Substitute "requested phrase" for every "queried phrase" in the data below and leave everything else unchanged.

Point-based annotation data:
····················

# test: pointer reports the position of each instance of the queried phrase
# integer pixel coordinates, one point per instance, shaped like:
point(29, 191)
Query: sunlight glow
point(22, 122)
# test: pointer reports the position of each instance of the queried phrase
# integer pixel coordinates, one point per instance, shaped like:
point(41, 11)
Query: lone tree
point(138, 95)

····················

→ **WRITTEN ANSWER**
# test: pointer reports the position of each instance of the requested phrase
# integer pixel coordinates, one point per instance, shaped like:
point(29, 191)
Query: sunlight glow
point(22, 122)
# test: pointer reports the position of each instance of the requested phrase
# integer pixel coordinates, one point per instance, shaped like:
point(41, 11)
Query: lone tree
point(138, 95)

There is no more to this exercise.